● **What you have to do**: Your reply should be one number: how many lines of the records below contain the string "Target".

(Saved entries)
>>

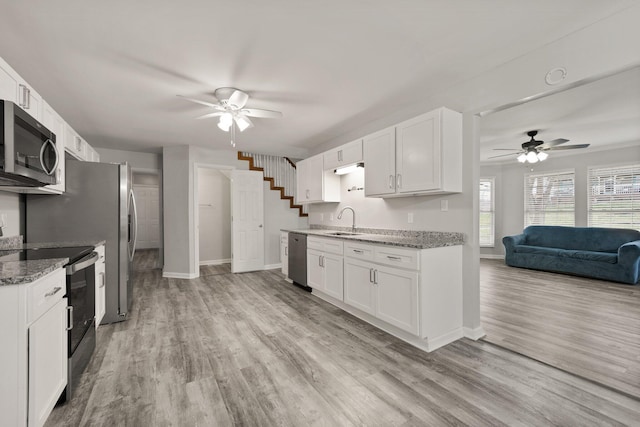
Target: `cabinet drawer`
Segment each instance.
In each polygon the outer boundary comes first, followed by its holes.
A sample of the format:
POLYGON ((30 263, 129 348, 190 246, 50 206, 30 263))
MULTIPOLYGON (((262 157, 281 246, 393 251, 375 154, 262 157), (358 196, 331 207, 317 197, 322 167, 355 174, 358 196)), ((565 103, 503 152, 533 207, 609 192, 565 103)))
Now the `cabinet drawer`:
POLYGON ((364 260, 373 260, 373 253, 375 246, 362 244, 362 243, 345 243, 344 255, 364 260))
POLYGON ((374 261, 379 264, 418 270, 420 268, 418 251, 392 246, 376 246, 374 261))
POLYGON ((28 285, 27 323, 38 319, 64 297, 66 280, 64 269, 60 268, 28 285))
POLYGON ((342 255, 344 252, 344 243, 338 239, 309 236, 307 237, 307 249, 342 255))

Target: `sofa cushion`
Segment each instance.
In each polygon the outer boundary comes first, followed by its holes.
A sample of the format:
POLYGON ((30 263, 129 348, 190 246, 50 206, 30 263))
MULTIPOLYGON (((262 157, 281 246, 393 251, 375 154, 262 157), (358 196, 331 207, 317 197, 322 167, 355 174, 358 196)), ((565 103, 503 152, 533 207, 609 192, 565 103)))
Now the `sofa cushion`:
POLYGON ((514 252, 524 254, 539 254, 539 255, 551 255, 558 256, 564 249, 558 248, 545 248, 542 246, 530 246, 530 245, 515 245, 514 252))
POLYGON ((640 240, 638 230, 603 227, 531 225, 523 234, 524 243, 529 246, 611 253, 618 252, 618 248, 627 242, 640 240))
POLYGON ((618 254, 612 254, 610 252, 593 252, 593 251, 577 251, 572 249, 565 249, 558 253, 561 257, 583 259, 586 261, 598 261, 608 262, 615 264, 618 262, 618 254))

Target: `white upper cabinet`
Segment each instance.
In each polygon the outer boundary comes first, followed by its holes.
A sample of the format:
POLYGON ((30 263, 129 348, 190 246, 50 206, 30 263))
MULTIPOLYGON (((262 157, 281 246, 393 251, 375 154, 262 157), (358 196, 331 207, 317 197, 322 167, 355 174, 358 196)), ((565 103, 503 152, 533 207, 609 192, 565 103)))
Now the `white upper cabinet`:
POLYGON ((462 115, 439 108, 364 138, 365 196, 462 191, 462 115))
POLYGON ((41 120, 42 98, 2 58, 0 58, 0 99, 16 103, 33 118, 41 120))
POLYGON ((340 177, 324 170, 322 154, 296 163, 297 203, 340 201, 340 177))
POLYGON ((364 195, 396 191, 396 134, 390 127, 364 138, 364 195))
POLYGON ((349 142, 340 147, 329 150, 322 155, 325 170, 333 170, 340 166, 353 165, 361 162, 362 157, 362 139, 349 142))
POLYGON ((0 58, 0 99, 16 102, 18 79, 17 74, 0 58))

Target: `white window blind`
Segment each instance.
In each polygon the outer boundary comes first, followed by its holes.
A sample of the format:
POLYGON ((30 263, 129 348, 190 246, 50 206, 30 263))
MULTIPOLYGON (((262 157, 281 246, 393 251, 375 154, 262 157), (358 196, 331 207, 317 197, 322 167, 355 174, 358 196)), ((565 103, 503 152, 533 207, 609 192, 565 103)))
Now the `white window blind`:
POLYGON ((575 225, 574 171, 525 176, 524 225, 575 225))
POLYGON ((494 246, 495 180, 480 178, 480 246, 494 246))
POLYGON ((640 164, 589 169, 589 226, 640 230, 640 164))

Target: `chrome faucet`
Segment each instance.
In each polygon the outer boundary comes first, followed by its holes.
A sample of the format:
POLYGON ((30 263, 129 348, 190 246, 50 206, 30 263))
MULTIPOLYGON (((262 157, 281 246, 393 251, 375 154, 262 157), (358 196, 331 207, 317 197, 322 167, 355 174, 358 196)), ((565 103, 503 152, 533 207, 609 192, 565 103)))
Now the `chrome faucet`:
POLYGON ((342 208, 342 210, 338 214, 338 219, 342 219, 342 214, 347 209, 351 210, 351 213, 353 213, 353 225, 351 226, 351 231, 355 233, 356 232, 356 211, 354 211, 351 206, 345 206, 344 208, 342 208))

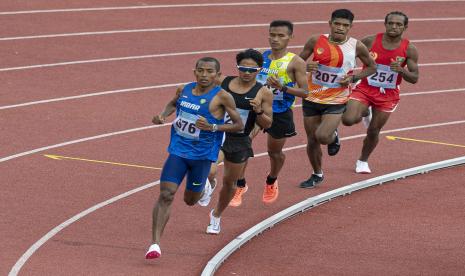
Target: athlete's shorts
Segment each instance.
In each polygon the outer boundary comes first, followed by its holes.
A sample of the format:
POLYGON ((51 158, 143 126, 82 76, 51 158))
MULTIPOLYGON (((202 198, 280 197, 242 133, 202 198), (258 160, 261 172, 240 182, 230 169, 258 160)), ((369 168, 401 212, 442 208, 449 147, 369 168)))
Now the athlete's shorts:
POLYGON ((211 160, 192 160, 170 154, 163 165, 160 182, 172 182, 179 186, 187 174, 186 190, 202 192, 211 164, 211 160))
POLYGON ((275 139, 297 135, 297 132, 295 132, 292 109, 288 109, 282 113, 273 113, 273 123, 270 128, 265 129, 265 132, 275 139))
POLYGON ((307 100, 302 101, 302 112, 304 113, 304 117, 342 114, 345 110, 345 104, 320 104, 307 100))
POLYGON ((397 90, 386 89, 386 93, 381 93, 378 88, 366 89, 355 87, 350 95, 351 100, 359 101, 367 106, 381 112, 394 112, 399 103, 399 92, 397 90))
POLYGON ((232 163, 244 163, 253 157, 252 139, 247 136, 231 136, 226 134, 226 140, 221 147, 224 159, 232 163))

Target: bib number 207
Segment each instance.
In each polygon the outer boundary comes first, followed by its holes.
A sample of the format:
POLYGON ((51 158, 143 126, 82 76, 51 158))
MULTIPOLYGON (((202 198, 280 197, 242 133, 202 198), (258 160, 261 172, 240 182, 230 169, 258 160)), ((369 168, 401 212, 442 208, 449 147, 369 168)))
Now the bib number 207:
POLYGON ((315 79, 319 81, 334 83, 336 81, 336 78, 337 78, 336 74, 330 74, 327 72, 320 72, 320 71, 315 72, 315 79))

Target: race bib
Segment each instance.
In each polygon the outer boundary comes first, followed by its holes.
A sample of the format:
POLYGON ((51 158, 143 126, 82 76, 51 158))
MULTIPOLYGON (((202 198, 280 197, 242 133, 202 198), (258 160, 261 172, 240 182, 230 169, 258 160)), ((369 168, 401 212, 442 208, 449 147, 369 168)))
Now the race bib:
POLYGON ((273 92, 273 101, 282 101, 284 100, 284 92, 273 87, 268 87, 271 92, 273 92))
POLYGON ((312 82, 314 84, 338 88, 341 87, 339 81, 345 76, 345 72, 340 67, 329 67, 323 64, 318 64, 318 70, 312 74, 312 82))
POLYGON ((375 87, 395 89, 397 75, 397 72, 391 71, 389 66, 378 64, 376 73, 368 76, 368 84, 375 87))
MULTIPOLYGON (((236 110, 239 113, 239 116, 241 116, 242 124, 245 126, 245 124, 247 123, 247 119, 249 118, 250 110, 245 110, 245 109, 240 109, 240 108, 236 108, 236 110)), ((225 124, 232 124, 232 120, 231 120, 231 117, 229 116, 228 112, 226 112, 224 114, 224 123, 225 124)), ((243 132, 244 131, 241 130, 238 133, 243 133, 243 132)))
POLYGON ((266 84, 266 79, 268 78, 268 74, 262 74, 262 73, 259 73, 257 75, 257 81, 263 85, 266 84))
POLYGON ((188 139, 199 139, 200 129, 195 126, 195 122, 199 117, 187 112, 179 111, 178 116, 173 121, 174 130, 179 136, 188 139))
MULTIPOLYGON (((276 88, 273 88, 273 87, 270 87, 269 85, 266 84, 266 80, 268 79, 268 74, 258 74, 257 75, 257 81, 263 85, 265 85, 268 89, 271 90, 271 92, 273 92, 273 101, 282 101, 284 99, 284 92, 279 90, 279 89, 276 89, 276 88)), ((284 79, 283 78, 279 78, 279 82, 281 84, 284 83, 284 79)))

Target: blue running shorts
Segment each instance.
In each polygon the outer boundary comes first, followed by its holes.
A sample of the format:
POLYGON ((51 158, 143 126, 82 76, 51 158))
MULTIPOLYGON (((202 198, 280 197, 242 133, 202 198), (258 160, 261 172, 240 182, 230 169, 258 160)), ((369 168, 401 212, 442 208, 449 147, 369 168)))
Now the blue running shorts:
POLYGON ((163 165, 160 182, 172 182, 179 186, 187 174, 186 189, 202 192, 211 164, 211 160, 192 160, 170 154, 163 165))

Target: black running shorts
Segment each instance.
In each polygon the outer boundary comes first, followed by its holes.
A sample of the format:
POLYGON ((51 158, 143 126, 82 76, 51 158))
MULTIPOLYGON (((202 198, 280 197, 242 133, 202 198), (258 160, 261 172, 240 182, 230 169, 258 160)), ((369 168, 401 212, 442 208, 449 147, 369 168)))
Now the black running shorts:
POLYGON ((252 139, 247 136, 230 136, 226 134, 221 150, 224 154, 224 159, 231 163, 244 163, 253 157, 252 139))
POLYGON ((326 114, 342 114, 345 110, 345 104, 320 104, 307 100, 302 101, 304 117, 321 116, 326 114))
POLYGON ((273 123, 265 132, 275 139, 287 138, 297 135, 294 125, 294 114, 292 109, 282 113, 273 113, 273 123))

<<

● **Response to this task**: 10